— What the task asks —
One line at a time, check the entries below for the word "whole", and copy each line that has it.

__________

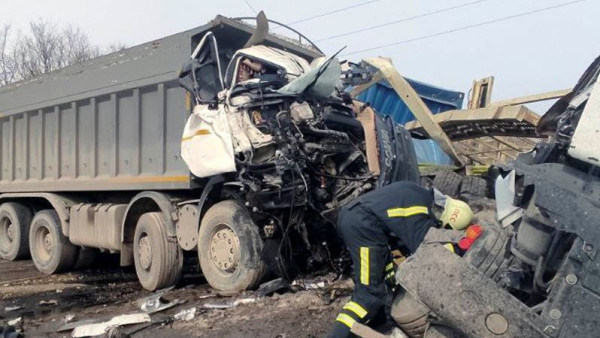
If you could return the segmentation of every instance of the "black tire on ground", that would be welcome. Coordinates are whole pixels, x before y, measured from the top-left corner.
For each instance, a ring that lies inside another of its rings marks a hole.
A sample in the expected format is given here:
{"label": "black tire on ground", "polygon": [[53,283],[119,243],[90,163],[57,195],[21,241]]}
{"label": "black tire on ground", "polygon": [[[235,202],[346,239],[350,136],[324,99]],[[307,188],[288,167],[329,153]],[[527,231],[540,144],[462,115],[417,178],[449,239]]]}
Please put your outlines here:
{"label": "black tire on ground", "polygon": [[219,202],[202,218],[198,258],[214,289],[236,292],[258,286],[266,272],[262,249],[259,229],[241,203]]}
{"label": "black tire on ground", "polygon": [[450,197],[458,197],[462,176],[454,171],[444,170],[433,179],[433,187]]}
{"label": "black tire on ground", "polygon": [[391,316],[410,337],[423,337],[429,327],[430,312],[429,308],[402,288],[394,296]]}
{"label": "black tire on ground", "polygon": [[77,258],[77,247],[63,235],[54,210],[42,210],[33,217],[29,250],[35,267],[47,275],[71,269]]}
{"label": "black tire on ground", "polygon": [[137,222],[133,237],[135,273],[144,289],[154,291],[173,286],[181,279],[183,251],[169,241],[167,220],[162,212],[147,212]]}
{"label": "black tire on ground", "polygon": [[488,183],[485,179],[477,176],[465,176],[460,183],[460,196],[468,199],[487,197]]}
{"label": "black tire on ground", "polygon": [[83,247],[77,248],[77,258],[73,264],[73,270],[89,268],[94,263],[97,255],[98,250],[96,249]]}
{"label": "black tire on ground", "polygon": [[0,258],[13,261],[29,256],[29,225],[33,217],[26,206],[0,205]]}

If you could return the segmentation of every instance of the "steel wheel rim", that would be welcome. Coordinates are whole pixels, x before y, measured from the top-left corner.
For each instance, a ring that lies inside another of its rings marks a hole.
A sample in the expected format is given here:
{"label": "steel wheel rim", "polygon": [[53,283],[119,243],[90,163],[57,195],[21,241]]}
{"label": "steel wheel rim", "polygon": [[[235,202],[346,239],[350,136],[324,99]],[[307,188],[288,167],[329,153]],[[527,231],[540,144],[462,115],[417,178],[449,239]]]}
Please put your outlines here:
{"label": "steel wheel rim", "polygon": [[15,239],[16,225],[8,217],[0,219],[0,251],[9,252]]}
{"label": "steel wheel rim", "polygon": [[50,229],[46,226],[37,228],[34,239],[38,258],[42,261],[50,260],[52,252],[54,251],[54,236],[50,233]]}
{"label": "steel wheel rim", "polygon": [[138,256],[140,267],[145,271],[150,271],[152,268],[152,242],[150,236],[143,232],[138,240]]}
{"label": "steel wheel rim", "polygon": [[212,264],[224,275],[231,275],[240,262],[240,241],[233,229],[219,224],[211,234],[209,255]]}

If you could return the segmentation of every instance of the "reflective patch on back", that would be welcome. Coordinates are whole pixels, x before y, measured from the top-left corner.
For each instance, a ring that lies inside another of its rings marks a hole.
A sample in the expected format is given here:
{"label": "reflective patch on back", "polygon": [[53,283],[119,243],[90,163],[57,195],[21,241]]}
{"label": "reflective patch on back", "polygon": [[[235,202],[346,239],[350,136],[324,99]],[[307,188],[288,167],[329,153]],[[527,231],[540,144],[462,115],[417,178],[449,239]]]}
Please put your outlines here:
{"label": "reflective patch on back", "polygon": [[420,214],[429,214],[429,209],[425,206],[417,205],[408,208],[392,208],[387,210],[387,215],[389,218],[410,217]]}

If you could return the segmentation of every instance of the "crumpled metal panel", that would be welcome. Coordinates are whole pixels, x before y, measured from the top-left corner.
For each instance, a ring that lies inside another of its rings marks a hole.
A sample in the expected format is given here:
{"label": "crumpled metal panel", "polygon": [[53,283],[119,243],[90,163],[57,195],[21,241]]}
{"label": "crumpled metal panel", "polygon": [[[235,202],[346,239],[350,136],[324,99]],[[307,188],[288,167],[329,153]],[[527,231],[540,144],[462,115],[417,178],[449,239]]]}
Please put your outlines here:
{"label": "crumpled metal panel", "polygon": [[[464,93],[442,89],[408,78],[406,81],[410,83],[433,114],[462,108]],[[380,81],[371,86],[362,92],[358,99],[371,103],[371,106],[379,113],[390,115],[396,123],[405,124],[415,119],[404,101],[398,97],[387,81]]]}
{"label": "crumpled metal panel", "polygon": [[[432,86],[423,82],[406,79],[419,94],[433,114],[462,108],[464,93]],[[415,116],[404,101],[391,88],[387,81],[380,81],[362,92],[358,99],[369,102],[382,115],[389,115],[394,122],[405,124]],[[452,165],[454,161],[432,140],[414,140],[415,152],[419,163]]]}

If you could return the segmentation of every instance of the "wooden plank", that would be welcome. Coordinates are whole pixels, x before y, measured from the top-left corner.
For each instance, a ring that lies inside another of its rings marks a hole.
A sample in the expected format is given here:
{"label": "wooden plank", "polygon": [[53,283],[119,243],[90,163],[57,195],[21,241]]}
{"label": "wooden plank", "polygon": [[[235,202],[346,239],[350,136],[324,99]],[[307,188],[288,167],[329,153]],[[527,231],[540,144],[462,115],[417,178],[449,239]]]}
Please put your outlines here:
{"label": "wooden plank", "polygon": [[469,109],[487,107],[492,99],[493,88],[493,76],[473,81],[473,88],[471,89],[471,97],[468,104]]}
{"label": "wooden plank", "polygon": [[519,147],[518,145],[516,145],[516,144],[514,144],[514,143],[512,143],[512,142],[510,142],[508,140],[502,140],[499,137],[494,137],[494,136],[490,136],[490,137],[493,138],[494,140],[496,140],[497,142],[502,143],[502,144],[504,144],[507,147],[510,147],[513,150],[516,150],[518,152],[522,152],[523,151],[523,149],[521,147]]}
{"label": "wooden plank", "polygon": [[371,86],[373,86],[374,84],[376,84],[377,82],[379,82],[381,80],[383,80],[383,75],[381,74],[381,72],[377,72],[373,75],[373,78],[371,79],[370,82],[354,87],[354,89],[352,89],[352,92],[350,92],[350,95],[352,97],[357,97],[358,95],[360,95],[360,93],[369,89]]}
{"label": "wooden plank", "polygon": [[379,175],[381,169],[379,167],[379,151],[377,148],[377,135],[375,134],[375,111],[371,107],[367,107],[360,101],[354,101],[354,112],[356,119],[363,126],[365,131],[365,148],[367,150],[367,164],[369,171],[373,175]]}
{"label": "wooden plank", "polygon": [[[461,142],[456,142],[454,145],[458,149],[458,152],[459,152],[460,156],[466,157],[466,158],[470,159],[471,161],[477,162],[477,163],[480,163],[480,164],[489,164],[490,163],[490,161],[482,160],[479,157],[476,157],[476,156],[473,156],[473,155],[467,155],[466,151],[465,151],[465,149],[467,149],[467,146],[465,144],[463,144]],[[488,157],[490,157],[490,156],[488,156]],[[492,160],[496,161],[495,158],[492,158]]]}
{"label": "wooden plank", "polygon": [[502,101],[496,101],[490,103],[490,106],[502,107],[502,106],[516,106],[519,104],[532,103],[538,101],[546,101],[561,98],[573,91],[573,88],[554,90],[551,92],[515,97],[513,99],[507,99]]}
{"label": "wooden plank", "polygon": [[[445,122],[463,122],[481,120],[515,120],[525,121],[532,126],[537,126],[540,116],[525,106],[507,106],[507,107],[487,107],[478,109],[449,110],[436,114],[434,120],[437,123]],[[420,121],[411,121],[404,126],[407,130],[418,129],[422,127]]]}
{"label": "wooden plank", "polygon": [[408,109],[410,109],[417,120],[421,122],[429,136],[436,141],[455,162],[462,165],[463,161],[458,156],[448,135],[446,135],[442,127],[434,120],[433,114],[423,100],[421,100],[419,94],[417,94],[412,86],[402,77],[402,75],[400,75],[400,73],[398,73],[391,61],[384,58],[372,58],[364,61],[379,69],[378,73],[381,73],[382,77],[390,83]]}
{"label": "wooden plank", "polygon": [[[495,162],[498,161],[497,157],[494,157],[494,156],[492,156],[492,155],[489,154],[490,152],[493,152],[493,151],[483,151],[483,152],[480,152],[479,149],[472,147],[471,145],[469,145],[468,143],[466,143],[464,141],[456,142],[455,144],[458,146],[458,148],[462,148],[462,149],[460,149],[460,154],[461,155],[464,155],[464,156],[466,156],[468,158],[471,158],[471,159],[476,158],[476,161],[479,162],[479,163],[481,163],[481,164],[489,164],[489,161],[486,163],[486,162],[484,162],[484,160],[482,160],[481,158],[479,158],[479,157],[483,157],[483,156],[491,159],[492,163],[495,163]],[[474,157],[474,155],[478,155],[478,156]]]}

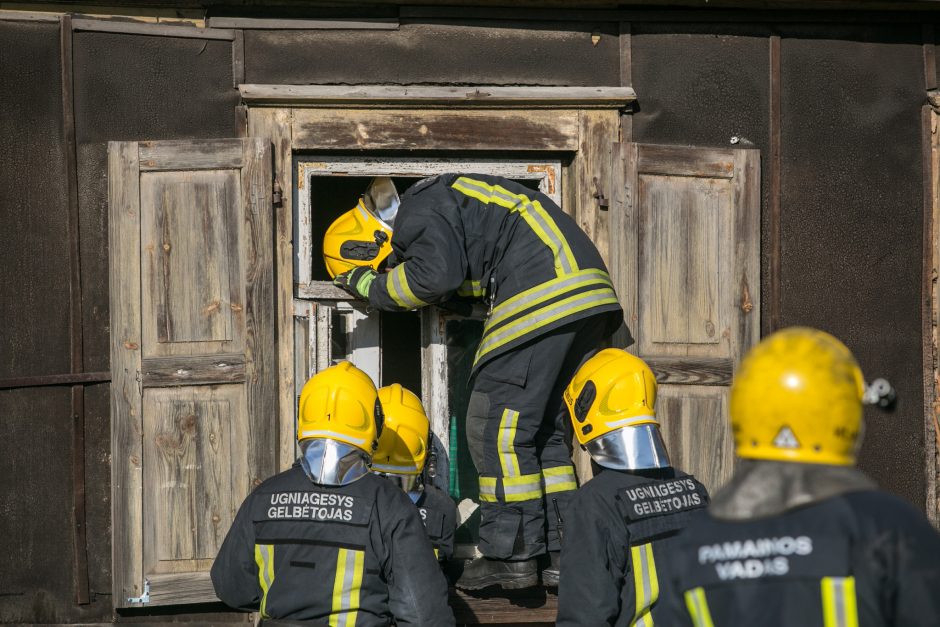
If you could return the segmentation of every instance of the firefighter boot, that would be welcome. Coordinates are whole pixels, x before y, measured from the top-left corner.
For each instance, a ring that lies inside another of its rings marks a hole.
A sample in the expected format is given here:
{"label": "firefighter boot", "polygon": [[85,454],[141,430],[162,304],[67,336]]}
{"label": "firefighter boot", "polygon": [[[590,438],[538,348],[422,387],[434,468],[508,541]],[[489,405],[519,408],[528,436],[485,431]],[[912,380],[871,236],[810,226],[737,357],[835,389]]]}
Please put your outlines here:
{"label": "firefighter boot", "polygon": [[561,551],[549,551],[548,558],[548,565],[542,569],[542,585],[557,587],[561,577]]}
{"label": "firefighter boot", "polygon": [[538,580],[534,559],[504,561],[478,557],[464,567],[463,574],[457,580],[457,587],[462,590],[481,590],[487,586],[500,586],[505,590],[518,590],[531,588]]}

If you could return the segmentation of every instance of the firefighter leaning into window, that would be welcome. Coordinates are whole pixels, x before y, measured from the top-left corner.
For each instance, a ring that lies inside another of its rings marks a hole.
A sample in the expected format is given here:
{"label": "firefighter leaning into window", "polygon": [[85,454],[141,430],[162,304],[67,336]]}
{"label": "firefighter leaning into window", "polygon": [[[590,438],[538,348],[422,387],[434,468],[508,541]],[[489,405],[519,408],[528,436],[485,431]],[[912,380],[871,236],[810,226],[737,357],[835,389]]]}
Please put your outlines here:
{"label": "firefighter leaning into window", "polygon": [[212,566],[222,601],[260,610],[262,624],[454,624],[418,512],[369,471],[381,430],[376,398],[368,375],[348,362],[304,385],[302,456],[239,509]]}
{"label": "firefighter leaning into window", "polygon": [[385,422],[372,471],[400,487],[418,507],[434,554],[444,563],[454,556],[457,505],[425,477],[431,423],[418,397],[397,383],[379,389],[379,402]]}
{"label": "firefighter leaning into window", "polygon": [[656,421],[656,378],[641,359],[599,352],[578,370],[565,404],[598,472],[564,520],[557,624],[664,624],[659,579],[708,493],[672,467]]}
{"label": "firefighter leaning into window", "polygon": [[[564,509],[577,487],[561,393],[623,324],[600,254],[547,196],[494,176],[425,179],[400,208],[392,181],[376,179],[334,226],[324,255],[335,282],[376,309],[458,296],[489,304],[466,421],[484,557],[466,566],[457,586],[537,584],[536,558],[548,550],[557,561],[560,549],[545,498]],[[391,251],[391,271],[377,273]],[[368,259],[350,260],[357,255]],[[345,269],[351,263],[359,265]]]}
{"label": "firefighter leaning into window", "polygon": [[940,536],[854,467],[866,396],[822,331],[779,331],[744,358],[730,406],[741,461],[680,538],[664,624],[940,622]]}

__________

— Response to the exercise —
If you could return the segmentation of every instance of the "black tire on ground", that would be welcome. Coordinates are whole pixels, x before y, measured from the top-left corner.
If you could return the segmentation of every instance of the "steel wheel rim", that would be welcome. Coordinates are whole pixels, x before y, measured from the top-left corner.
If you could return the segmentation of every instance of the "reflective patch on back", that would be welcome. Coordinates are whole pixels, x before y, measured from the top-left corner.
If you could return the segmentation of every instance of the "crumpled metal panel", that would be welcome. Coordinates are whole pixels, x before y, measured from the top-left corner.
If you could return the segmentation of every instance of the "wooden plank", that would be welcome. Coordinates are whole pixels, x before y, measured from the top-left corner.
If you could return the segmentation of every instance of the firefighter boot, that would be welcome. Coordinates are whole pixels, x before y, measured from the top-left corner.
If you could return the segmentation of every instance of the firefighter leaning into window, that would be welcome. Coordinates are whole pixels, x before y, measured from the top-left corner.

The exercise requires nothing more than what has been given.